# WHAT THIS TASK INVOLVES
Extract every record, exactly as written, and ignore the pictures.

[Saved data entries]
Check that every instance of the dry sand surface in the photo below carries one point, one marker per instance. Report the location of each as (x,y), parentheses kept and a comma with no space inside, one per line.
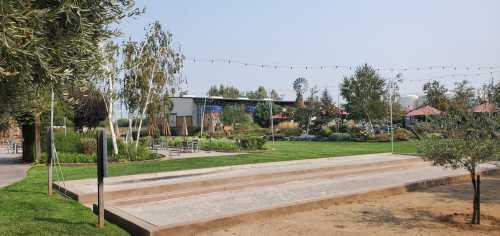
(443,210)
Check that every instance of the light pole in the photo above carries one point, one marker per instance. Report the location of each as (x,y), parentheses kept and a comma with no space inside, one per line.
(391,92)
(391,101)
(271,118)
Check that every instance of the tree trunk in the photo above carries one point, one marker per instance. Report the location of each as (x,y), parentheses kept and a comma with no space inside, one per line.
(128,137)
(112,128)
(475,203)
(371,124)
(38,141)
(28,132)
(143,114)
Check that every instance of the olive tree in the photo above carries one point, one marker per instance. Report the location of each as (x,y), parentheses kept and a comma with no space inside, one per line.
(158,67)
(106,79)
(469,139)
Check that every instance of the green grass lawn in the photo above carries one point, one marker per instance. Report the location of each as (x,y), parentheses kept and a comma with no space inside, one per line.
(26,209)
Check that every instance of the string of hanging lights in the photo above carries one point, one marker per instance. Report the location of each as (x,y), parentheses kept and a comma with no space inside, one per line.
(279,66)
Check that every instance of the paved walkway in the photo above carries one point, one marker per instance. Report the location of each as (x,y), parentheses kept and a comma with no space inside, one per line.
(163,202)
(12,169)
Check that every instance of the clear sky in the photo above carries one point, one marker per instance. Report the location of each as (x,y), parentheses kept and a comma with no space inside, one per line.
(382,33)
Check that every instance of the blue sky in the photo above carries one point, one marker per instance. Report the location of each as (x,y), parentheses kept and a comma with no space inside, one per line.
(383,33)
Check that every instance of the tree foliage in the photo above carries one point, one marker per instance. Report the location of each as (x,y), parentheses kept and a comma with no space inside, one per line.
(224,91)
(464,97)
(435,95)
(363,93)
(262,113)
(300,85)
(51,45)
(90,110)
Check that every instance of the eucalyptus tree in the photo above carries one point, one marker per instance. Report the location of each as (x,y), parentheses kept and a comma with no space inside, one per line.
(363,93)
(107,82)
(159,66)
(50,45)
(132,82)
(300,85)
(435,95)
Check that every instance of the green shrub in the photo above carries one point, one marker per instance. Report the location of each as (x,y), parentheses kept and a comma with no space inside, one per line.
(340,137)
(289,132)
(325,132)
(433,136)
(401,134)
(220,144)
(252,143)
(69,142)
(384,137)
(88,145)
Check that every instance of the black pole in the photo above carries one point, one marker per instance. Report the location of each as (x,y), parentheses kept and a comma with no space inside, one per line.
(102,163)
(50,156)
(478,204)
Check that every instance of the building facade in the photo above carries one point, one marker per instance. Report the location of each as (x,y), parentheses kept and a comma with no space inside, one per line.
(189,111)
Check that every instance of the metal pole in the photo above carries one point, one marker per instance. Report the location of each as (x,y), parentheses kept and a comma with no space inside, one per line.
(392,130)
(50,156)
(102,159)
(203,117)
(271,117)
(50,140)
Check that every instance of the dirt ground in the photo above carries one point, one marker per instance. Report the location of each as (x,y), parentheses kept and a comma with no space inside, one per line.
(443,210)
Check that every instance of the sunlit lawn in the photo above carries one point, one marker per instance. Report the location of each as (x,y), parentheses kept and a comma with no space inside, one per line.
(26,209)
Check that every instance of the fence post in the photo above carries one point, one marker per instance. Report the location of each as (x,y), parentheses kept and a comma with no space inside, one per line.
(102,164)
(50,157)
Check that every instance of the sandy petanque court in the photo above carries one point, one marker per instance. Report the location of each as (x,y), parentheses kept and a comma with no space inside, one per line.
(443,210)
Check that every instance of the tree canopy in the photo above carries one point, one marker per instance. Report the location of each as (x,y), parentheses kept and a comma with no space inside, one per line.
(363,93)
(51,45)
(435,95)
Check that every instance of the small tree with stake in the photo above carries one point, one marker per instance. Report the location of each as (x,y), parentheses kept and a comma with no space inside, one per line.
(469,139)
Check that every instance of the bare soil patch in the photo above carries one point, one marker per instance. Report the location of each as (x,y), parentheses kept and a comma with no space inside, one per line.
(443,210)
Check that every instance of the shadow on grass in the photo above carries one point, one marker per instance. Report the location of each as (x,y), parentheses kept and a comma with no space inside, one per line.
(61,221)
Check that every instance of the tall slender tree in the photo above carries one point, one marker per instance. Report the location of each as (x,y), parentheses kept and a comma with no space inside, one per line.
(435,95)
(48,46)
(107,78)
(160,66)
(300,85)
(363,93)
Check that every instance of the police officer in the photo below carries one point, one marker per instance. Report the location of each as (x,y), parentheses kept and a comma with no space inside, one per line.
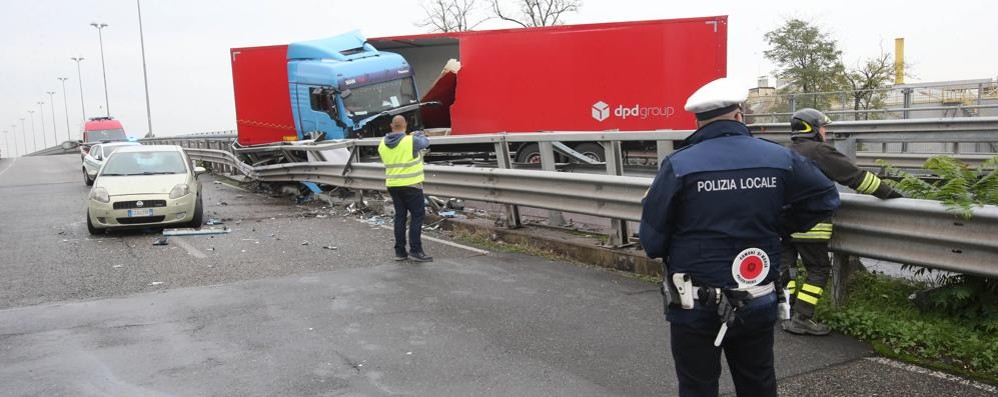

# EXERCISE RESULT
Check that every instance of the dry sand surface in the photo below carries one point, one marker per instance. Report the location of each as (x,y), parentheses kept and a comma with no space inside, one per line.
(443,210)
Check that every instance of the light pole in the photo above carries one point, one marker per instance. Report the location of each as (x,y), parentheses kept and a comma with no space inside, one per line.
(391,92)
(391,101)
(271,118)
Check that every instance of the tree trunk in the photo above carries one point, one marker per instance. Report the location of each as (x,y), parentheses kept and a comma with no space inside, one per line.
(128,137)
(112,128)
(475,203)
(371,124)
(38,141)
(28,132)
(143,114)
Check that every instance of the olive tree in the photo above carries one point, one marker per instance. Report the location of each as (x,y), parentheses kept and a comma with no space inside, one per line.
(158,67)
(106,79)
(469,139)
Check that every instance of the green grass lawn in the photo above carries one point, one marker per instance. Report the location of each as (x,y), parentheses kept and a comma with no space inside, one per line.
(26,209)
Check that every instance of the string of hanging lights in the photo above carries one point, one marker per instance. Report the location of each as (x,y), parentheses kept and a comma with no space inside, one per line.
(279,66)
Check that every instance of the paved walkway in the photo above carries one point, one marker per instance. Report the location of each as (x,y), parentheses kept and a comma with no space inside, one per line.
(163,202)
(12,169)
Check that every instance of the clear sky in the photo above carries one point, one marker per instance. Report the location of each as (x,y), parentheses kept and a comma with no space inside, one per line.
(382,33)
Check that every instance of the blue sky in the photo above carries one point, one marker per instance. Report the location of each as (x,y), parentheses kept and a comma with no space inside, one per line.
(383,33)
Check that every instance of the tree foliage in the photo above carries one point, one marker per instance. Report the location of each as (x,y), parentheses kept and a comma with no space inside, one per line.
(224,91)
(464,97)
(435,95)
(363,93)
(262,113)
(300,85)
(51,45)
(90,110)
Check that every instance of the eucalyptus tree in the photo above carries one point, one marker per instance. Report the location of each as (x,y), parentheses kept and a comma with no space inside, one per line.
(363,93)
(107,82)
(159,66)
(50,45)
(132,82)
(300,85)
(435,95)
Check that every instance of the green shrub in the photo above carries one point, one marker per instance. Report the location of each as (x,y), parentheses kept and a comma with no space inside, one per line.
(340,137)
(289,132)
(325,132)
(433,136)
(401,134)
(220,144)
(252,143)
(69,142)
(384,137)
(88,145)
Check that every instance of the black pole in the photo above carries one point, one marker per instance. Report the location of each as (x,y), parentheses kept and a comma with no space inside, one per line.
(102,163)
(50,156)
(478,204)
Check that every instance of the building facade in the photo above carries one point, one marker per instance. Report the location of each as (x,y), parentheses kept and a comma with no space inside, one per line.
(189,111)
Check that every instance of the metal pole in the photo above carries one point, one marker per instance. Report the location of each as (x,y), parentheses kept and a comma with no space inside, one per line.
(392,130)
(50,156)
(102,159)
(203,117)
(271,117)
(50,140)
Check that every instance of the dirt ground in the photo above carries one point, one marker per instance. Report the location of each as (x,y), parentheses kept and a comma with no space inside, one per line.
(443,210)
Check that every instance of the sunlit lawn in the photo above carries one point, one marker per instance. Report the location of each as (x,y), parentheses kept and a comma with no space inside, one per line.
(26,209)
Check that every instance of the fence post in the photo above carries one point, one marker per instance. Report the location of each as (x,y), parentheses kept and a comma with no space inside, one per line.
(102,164)
(50,157)
Check that every instance of the sandy petanque court in the photo above carries one point, one marker per instance. Report the location of each as (x,y), parentheses kept and a comma with no space inside, one per line.
(443,210)
Check that every instance of the tree canopy in the photo above carries one point, one marker per instance. Report the location of each as (x,y), parentheses kept and a comma with no space inside, one per line.
(363,93)
(51,45)
(435,95)
Check that every instance of the small tree with stake in the photo above carries one point, one marker per instance. Report the location of each as (x,y), parentheses kept and a comma with no space inside, one per line.
(469,139)
Check that every instance of the bare soil patch in the photo above carries one point, one marker per instance. Report the location of each as (x,y), parentheses kept and a comma with no space inside, one per line.
(443,210)
Check that every instance of the shadow on grass in the photo above carries one point, one marker per instance. Report the location of each as (x,y), parentheses kept and a comma with no space inside, one per line.
(61,221)
Check that every instance of the tall slender tree in the photo above carries one point, one marker per instance. Report the location of each as (x,y), parentheses kept and a comma with no space inside, one per line.
(435,95)
(48,46)
(107,78)
(160,66)
(300,85)
(363,93)
Check that every instance of the police officer in the photo below carries one point, one marker per instance. Report the location of each as (x,y), parentheses kept and a comma with no space inside, one per line.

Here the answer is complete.